TEXTE FOURNI:
━━━━━━━━━━━━━━━━
À ce même professeur, les élèves, saturés par le nombre de devoirs qu’il leur donnait, pillèrent deux fois sa voiture en brisant le pare-brise avec un pavé afin de s’emparer des copies.

Benoît, terminale E, 1985.

En classe de cinquième, j’ai été témoin du comportement continuel de mon professeur de mathématiques. Il était, comme on dit, spécial. Il persécutait sans cesse les élèves, je pense qu’il prenait ça comme un jeu. Ses persécutions étaient diverses, morales ou physiques. À l’appel des noms, il s’amusait à les déformer. Pendant les heures de cours, si un élève discutait ou chahutait, il lui lançait craies, tampons, règles, enfin tout ce qui lui tombait sous la main (et quand je dis " règles ", je ne parle pas des règles d’écolier, mais de celles qui servent à tracer des droites au tableau). Ou alors ce qui pouvait arriver de pire, c’était lorsqu’il passait les mains tout du long du support en bas du tableau où l’on pose les craies et venait ensuite barbouiller tout le visage de l’élève. Je crois qu’il n’y a rien de plus humiliant que de se retrouver les cheveux en bataille et avec de la craie jusqu’au fond des oreilles. Ce qui était aussi très pénible, c’était de supporter les ricanements et moqueries des camarades. Heureusement ceci ne m’est jamais arrivé !
━━━━━━━━━━━━━━━━
[Entrées de données enregistrées]
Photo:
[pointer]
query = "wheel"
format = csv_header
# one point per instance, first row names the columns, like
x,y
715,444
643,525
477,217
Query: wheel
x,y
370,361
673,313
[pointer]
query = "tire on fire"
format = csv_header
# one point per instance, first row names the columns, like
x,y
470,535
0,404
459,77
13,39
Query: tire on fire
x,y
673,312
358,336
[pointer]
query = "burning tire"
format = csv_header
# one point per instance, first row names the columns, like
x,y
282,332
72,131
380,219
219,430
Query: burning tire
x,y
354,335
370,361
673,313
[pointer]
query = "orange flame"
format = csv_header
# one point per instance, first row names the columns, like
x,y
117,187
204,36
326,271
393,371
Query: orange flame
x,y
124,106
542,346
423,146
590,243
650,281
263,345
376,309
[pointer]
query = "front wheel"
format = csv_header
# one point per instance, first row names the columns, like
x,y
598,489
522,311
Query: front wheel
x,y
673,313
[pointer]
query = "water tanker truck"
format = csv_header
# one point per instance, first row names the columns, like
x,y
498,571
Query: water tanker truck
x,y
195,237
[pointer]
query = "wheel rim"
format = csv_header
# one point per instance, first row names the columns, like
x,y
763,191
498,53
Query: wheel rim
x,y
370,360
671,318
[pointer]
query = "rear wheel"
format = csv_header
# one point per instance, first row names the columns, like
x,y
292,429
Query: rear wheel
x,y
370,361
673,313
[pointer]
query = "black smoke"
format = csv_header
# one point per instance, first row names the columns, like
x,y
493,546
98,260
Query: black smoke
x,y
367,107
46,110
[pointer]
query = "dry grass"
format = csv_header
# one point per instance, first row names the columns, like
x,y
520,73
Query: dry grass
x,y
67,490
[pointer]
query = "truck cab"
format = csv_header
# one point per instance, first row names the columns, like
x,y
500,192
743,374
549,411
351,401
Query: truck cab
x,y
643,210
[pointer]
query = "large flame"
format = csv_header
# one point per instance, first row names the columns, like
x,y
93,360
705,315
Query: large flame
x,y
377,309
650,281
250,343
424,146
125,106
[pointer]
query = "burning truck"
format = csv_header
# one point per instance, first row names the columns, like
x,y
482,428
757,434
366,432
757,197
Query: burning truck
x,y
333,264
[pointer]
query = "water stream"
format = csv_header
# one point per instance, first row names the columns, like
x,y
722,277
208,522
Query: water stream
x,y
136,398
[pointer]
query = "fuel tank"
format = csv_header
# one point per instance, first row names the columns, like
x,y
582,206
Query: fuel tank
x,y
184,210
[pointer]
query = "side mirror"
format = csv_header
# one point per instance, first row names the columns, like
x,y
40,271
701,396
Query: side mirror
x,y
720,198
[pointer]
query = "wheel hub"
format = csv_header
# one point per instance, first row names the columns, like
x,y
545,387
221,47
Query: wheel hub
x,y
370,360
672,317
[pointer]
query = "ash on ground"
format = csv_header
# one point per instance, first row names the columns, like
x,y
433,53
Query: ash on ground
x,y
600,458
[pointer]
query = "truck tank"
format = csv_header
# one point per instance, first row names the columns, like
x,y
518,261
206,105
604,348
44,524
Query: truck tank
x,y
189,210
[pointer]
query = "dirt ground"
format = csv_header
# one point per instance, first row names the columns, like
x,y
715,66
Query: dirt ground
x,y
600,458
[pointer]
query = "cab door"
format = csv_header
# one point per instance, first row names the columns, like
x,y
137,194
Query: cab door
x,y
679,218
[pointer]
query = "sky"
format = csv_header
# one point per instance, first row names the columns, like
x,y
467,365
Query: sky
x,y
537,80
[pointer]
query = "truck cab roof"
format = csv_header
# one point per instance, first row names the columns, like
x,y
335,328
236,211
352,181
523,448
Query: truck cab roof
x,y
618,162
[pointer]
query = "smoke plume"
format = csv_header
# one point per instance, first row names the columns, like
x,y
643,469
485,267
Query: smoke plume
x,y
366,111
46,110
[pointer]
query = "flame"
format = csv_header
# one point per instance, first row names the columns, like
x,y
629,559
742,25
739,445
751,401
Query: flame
━━━━━━━━━━━━━━━━
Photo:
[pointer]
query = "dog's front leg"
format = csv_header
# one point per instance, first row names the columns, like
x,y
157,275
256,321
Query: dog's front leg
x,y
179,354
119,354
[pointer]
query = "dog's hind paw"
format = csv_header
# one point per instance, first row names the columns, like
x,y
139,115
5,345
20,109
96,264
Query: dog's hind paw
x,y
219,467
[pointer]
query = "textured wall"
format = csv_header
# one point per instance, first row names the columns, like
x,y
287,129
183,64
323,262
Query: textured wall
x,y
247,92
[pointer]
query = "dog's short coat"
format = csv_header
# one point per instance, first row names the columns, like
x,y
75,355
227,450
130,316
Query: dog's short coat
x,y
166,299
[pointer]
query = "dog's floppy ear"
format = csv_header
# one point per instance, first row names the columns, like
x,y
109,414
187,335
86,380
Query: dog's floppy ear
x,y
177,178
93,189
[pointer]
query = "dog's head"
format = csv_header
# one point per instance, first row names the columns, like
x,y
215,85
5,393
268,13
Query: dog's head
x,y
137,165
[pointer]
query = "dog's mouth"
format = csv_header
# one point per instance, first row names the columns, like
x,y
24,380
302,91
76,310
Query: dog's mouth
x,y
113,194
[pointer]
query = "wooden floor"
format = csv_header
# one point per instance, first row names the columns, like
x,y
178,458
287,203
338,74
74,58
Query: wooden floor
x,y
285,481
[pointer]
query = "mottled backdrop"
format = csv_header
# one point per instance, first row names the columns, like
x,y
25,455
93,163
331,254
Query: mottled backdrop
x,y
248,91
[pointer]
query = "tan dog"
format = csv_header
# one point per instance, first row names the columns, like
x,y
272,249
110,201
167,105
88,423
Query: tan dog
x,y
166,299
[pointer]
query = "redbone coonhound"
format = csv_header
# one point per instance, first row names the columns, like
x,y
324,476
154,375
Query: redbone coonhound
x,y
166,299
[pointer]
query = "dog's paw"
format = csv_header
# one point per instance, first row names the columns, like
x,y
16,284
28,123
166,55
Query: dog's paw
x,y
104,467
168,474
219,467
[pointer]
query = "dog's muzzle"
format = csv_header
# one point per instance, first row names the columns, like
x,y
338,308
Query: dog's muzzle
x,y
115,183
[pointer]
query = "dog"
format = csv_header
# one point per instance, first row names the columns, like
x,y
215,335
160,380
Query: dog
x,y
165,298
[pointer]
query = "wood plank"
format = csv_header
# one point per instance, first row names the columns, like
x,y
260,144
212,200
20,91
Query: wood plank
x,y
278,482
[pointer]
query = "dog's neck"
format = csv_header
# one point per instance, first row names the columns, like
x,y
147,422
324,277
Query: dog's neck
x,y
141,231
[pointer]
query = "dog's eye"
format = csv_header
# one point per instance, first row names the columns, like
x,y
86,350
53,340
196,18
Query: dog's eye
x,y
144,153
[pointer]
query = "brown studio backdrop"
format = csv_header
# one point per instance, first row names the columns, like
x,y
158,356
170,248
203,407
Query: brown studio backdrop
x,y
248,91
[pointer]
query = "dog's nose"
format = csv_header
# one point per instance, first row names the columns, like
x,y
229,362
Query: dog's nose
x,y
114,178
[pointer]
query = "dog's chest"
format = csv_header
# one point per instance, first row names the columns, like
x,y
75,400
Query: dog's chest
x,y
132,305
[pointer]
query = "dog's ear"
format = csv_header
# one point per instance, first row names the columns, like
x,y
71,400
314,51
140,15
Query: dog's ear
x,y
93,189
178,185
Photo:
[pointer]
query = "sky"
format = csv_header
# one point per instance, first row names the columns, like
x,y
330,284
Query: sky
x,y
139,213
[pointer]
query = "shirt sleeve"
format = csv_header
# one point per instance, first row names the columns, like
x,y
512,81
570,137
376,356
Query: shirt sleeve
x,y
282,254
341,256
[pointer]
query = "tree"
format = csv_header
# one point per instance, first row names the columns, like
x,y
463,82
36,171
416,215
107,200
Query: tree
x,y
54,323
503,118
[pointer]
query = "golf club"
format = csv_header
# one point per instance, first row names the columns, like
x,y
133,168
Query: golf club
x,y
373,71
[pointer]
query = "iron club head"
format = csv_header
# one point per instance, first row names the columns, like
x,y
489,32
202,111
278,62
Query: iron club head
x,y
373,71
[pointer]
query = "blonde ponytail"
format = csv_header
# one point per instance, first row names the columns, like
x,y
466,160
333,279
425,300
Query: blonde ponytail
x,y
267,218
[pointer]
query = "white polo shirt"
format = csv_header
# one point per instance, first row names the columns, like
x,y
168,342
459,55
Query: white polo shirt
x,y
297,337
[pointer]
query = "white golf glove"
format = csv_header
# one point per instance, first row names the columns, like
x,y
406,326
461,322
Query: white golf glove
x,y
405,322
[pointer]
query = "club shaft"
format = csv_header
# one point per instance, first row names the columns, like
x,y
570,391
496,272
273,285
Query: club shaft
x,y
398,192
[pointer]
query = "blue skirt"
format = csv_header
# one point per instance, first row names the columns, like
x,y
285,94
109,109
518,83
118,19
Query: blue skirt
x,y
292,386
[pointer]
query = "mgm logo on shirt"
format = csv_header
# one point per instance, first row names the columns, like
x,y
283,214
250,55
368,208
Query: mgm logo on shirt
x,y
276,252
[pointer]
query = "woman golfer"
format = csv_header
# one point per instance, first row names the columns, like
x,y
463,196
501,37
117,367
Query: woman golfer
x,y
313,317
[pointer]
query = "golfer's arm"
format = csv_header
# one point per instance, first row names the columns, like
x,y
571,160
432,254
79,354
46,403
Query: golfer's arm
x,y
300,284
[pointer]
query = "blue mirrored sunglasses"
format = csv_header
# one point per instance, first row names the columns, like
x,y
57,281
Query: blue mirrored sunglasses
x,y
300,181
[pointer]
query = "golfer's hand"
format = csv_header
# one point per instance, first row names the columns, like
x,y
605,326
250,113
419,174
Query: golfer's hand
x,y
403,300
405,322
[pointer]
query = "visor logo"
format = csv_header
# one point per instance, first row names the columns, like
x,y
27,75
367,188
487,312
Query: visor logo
━━━━━━━━━━━━━━━━
LISTE DES TÂCHES:
1. Transcrivez, s'il vous plaît, tout le passage du texte fourni qui va de « À ce même professeur, les » jusqu'à « terminale E, 1985. ».
2. Selon le texte fourni, que lançait le professeur de mathématiques de cinquième à un élève qui discutait ou chahutait pendant le cours ?
3. Résumez le texte fourni en deux phrases.

RÉPONSES PAR TÂCHE:
1.
À ce même professeur, les élèves, saturés par le nombre de devoirs qu’il leur donnait, pillèrent deux fois sa voiture en brisant le pare-brise avec un pavé afin de s’emparer des copies.

Benoît, terminale E, 1985.

2. Des craies, des tampons, des règles, enfin tout ce qui lui tombait sous la main.

3. Des élèves saturés de devoirs ont pillé deux fois la voiture d'un professeur en brisant le pare-brise avec un pavé pour s'emparer des copies. Un professeur de mathématiques de cinquième persécutait sans cesse ses élèves : il déformait leurs noms, leur lançait des objets et leur barbouillait le visage de craie, une humiliation aggravée par les moqueries des camarades.